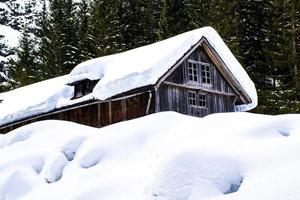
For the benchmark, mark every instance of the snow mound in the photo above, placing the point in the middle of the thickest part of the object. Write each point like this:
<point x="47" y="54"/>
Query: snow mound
<point x="164" y="156"/>
<point x="18" y="183"/>
<point x="53" y="168"/>
<point x="193" y="176"/>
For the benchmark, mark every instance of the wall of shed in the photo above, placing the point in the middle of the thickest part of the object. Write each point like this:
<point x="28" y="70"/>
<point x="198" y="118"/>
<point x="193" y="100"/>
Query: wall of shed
<point x="173" y="92"/>
<point x="97" y="114"/>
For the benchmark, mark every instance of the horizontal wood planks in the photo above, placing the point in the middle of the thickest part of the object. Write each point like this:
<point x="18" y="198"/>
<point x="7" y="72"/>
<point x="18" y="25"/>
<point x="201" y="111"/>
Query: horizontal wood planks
<point x="99" y="114"/>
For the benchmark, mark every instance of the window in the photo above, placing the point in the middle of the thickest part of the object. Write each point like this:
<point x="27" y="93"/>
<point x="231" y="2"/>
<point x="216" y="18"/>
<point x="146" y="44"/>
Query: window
<point x="197" y="99"/>
<point x="193" y="72"/>
<point x="202" y="100"/>
<point x="83" y="88"/>
<point x="78" y="91"/>
<point x="199" y="72"/>
<point x="205" y="74"/>
<point x="192" y="98"/>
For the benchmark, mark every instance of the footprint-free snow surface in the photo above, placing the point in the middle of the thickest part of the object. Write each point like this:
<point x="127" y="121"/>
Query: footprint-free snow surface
<point x="164" y="156"/>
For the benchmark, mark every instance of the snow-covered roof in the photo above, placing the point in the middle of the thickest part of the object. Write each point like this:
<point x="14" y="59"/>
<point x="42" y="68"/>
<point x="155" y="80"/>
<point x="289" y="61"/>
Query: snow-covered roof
<point x="146" y="65"/>
<point x="119" y="73"/>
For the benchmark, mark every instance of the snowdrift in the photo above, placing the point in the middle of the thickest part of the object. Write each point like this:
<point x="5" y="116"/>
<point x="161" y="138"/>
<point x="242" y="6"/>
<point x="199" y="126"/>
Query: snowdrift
<point x="164" y="156"/>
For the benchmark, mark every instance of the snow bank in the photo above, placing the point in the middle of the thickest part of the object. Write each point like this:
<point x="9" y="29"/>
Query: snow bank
<point x="33" y="99"/>
<point x="164" y="156"/>
<point x="145" y="65"/>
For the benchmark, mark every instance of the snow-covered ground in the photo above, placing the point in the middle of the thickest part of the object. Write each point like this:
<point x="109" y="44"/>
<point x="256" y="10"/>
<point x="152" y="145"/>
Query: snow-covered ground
<point x="164" y="156"/>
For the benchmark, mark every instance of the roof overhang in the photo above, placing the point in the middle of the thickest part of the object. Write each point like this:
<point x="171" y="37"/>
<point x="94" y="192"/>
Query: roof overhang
<point x="218" y="62"/>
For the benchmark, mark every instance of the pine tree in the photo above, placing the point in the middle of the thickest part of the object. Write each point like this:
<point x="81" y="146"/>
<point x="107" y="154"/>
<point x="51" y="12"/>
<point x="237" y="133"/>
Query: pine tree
<point x="104" y="31"/>
<point x="23" y="69"/>
<point x="174" y="18"/>
<point x="84" y="44"/>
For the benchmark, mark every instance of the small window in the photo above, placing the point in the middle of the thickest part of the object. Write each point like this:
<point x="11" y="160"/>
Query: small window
<point x="193" y="72"/>
<point x="202" y="100"/>
<point x="205" y="74"/>
<point x="197" y="99"/>
<point x="192" y="98"/>
<point x="78" y="91"/>
<point x="83" y="88"/>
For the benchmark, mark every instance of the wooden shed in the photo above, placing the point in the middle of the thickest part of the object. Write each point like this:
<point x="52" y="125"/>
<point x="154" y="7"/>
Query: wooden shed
<point x="197" y="79"/>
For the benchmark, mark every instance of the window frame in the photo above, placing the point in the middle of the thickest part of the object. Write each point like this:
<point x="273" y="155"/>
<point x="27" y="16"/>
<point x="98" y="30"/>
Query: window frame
<point x="193" y="71"/>
<point x="197" y="99"/>
<point x="203" y="72"/>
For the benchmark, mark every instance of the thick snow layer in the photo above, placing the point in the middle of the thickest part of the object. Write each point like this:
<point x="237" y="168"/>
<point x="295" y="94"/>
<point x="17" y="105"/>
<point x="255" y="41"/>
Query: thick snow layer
<point x="118" y="73"/>
<point x="11" y="36"/>
<point x="145" y="65"/>
<point x="164" y="156"/>
<point x="33" y="99"/>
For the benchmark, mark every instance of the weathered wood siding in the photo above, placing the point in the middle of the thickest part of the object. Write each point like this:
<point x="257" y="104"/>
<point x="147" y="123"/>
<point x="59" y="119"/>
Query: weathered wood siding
<point x="97" y="114"/>
<point x="173" y="93"/>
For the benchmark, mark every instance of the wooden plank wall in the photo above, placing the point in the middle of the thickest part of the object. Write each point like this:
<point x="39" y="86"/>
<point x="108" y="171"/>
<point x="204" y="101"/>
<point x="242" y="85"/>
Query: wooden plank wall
<point x="99" y="114"/>
<point x="175" y="98"/>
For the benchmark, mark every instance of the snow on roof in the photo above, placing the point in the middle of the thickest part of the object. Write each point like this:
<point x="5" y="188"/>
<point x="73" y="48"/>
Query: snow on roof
<point x="33" y="99"/>
<point x="145" y="65"/>
<point x="119" y="73"/>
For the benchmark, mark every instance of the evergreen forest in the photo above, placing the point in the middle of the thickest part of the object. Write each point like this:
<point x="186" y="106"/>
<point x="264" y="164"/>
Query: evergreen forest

TO DO:
Set every line down exactly as written, leaving each picture out.

EXERCISE RESPONSE:
For the benchmark, mark every instance of the snow mound in the photo above, placing the point in the middle of the thickest part of the object. Write each point like this:
<point x="47" y="54"/>
Query: snow mound
<point x="164" y="156"/>
<point x="18" y="183"/>
<point x="53" y="168"/>
<point x="193" y="176"/>
For the benchmark, mark every instance of the wall of shed in the photo above, placing the point in the middle of the thickest part of the object. Write each point like this:
<point x="28" y="70"/>
<point x="198" y="118"/>
<point x="193" y="100"/>
Query: wall of shed
<point x="173" y="92"/>
<point x="97" y="114"/>
For the benchmark, mark every instance of the horizontal wood planks in the photo above, placing the point in the middle of the thickest part of the object. Write each point like this:
<point x="18" y="198"/>
<point x="7" y="72"/>
<point x="18" y="25"/>
<point x="201" y="111"/>
Query: horizontal wood planks
<point x="99" y="114"/>
For the benchmark, mark every instance of the window in the photo above, placing the point in the middle of the thickest part of the object. Write each point like this:
<point x="27" y="93"/>
<point x="231" y="2"/>
<point x="216" y="18"/>
<point x="146" y="44"/>
Query: window
<point x="197" y="99"/>
<point x="193" y="72"/>
<point x="202" y="100"/>
<point x="83" y="88"/>
<point x="78" y="91"/>
<point x="199" y="72"/>
<point x="205" y="74"/>
<point x="192" y="98"/>
For the benchmark, mark every instance of the footprint-free snow surface in the photo above, placing the point in the middle of the thickest part of the object. Write each point like this:
<point x="127" y="121"/>
Query: footprint-free snow surface
<point x="164" y="156"/>
For the benchmark, mark every instance of the snow-covered roof in the photo above, placing the point in the middle of the thickest part of the object. Write each point like this:
<point x="14" y="59"/>
<point x="42" y="68"/>
<point x="155" y="80"/>
<point x="289" y="61"/>
Query: snow-covered roof
<point x="146" y="65"/>
<point x="119" y="73"/>
For the benchmark, mark every instance of the snowdrift in the photo above, placing the point in the middle of the thickest part of the object. Write each point like this:
<point x="5" y="116"/>
<point x="161" y="138"/>
<point x="242" y="6"/>
<point x="199" y="126"/>
Query: snowdrift
<point x="164" y="156"/>
For the benchmark, mark every instance of the snow bank in the photo above, placing the point in the middle of the thickest part of the object. Write each point like this:
<point x="9" y="29"/>
Query: snow bank
<point x="33" y="99"/>
<point x="164" y="156"/>
<point x="145" y="65"/>
For the benchmark, mark every instance of the snow-covered ground in the photo above, placing the point in the middle of the thickest part of the object. Write each point like this:
<point x="109" y="44"/>
<point x="256" y="10"/>
<point x="152" y="145"/>
Query: snow-covered ground
<point x="164" y="156"/>
For the benchmark, mark every instance of the roof overhang in the photo above, placing the point in the middle of the thickest part of the object. Write each point like this:
<point x="171" y="37"/>
<point x="94" y="192"/>
Query: roof overhang
<point x="218" y="62"/>
For the benchmark, mark every instance of the pine tree in the photo above, placing the point in the middle of the thickest part of the object. Write each point like this:
<point x="81" y="146"/>
<point x="107" y="154"/>
<point x="51" y="12"/>
<point x="237" y="133"/>
Query: pine tree
<point x="104" y="31"/>
<point x="23" y="69"/>
<point x="174" y="18"/>
<point x="84" y="44"/>
For the benchmark, mark every instance of the small window in the photo above, placing the point in the middle of the thickest part of the object. Write each point like this:
<point x="11" y="160"/>
Query: small window
<point x="193" y="72"/>
<point x="202" y="100"/>
<point x="205" y="74"/>
<point x="197" y="99"/>
<point x="192" y="98"/>
<point x="78" y="91"/>
<point x="83" y="88"/>
For the benchmark, mark every instance of the wooden shed in the photo above, placing the point in the middle of the thickest part of the object. Write each point like this:
<point x="52" y="125"/>
<point x="154" y="7"/>
Query: wooden shed
<point x="197" y="79"/>
For the benchmark, mark every instance of the window frame in the photo above, placing the point in the middle of the thickest part of the object. Write each point like this:
<point x="273" y="155"/>
<point x="27" y="16"/>
<point x="98" y="30"/>
Query: window frame
<point x="193" y="71"/>
<point x="197" y="99"/>
<point x="203" y="72"/>
For the benchmark, mark every instance of the thick snow layer in the photo above, placing the point in the middle of the thickest part of the object. Write each point like this:
<point x="237" y="168"/>
<point x="295" y="94"/>
<point x="17" y="105"/>
<point x="255" y="41"/>
Query: thick snow layer
<point x="118" y="73"/>
<point x="11" y="36"/>
<point x="145" y="65"/>
<point x="164" y="156"/>
<point x="33" y="99"/>
For the benchmark, mark every instance of the weathered wood siding in the photo above, placing the point in the middle of the thickest part of the object. Write each point like this:
<point x="257" y="104"/>
<point x="147" y="123"/>
<point x="59" y="119"/>
Query: weathered wood siding
<point x="97" y="114"/>
<point x="173" y="93"/>
For the benchmark, mark every instance of the wooden plank wall in the photo above, placing the point in the middle of the thickest part of the object. Write each point like this:
<point x="39" y="86"/>
<point x="108" y="171"/>
<point x="204" y="101"/>
<point x="242" y="85"/>
Query: wooden plank wall
<point x="99" y="114"/>
<point x="175" y="98"/>
For the benchmark, mark every instance of the snow on roof in the photo above, placing the point in the middle of the thickest part of the object. Write each point like this:
<point x="5" y="188"/>
<point x="73" y="48"/>
Query: snow on roof
<point x="33" y="99"/>
<point x="145" y="65"/>
<point x="119" y="73"/>
For the benchmark, mark every instance of the evergreen forest in the photo above, placing the point in the middle of the thickest part of the object. Write each point like this:
<point x="186" y="106"/>
<point x="264" y="164"/>
Query: evergreen forest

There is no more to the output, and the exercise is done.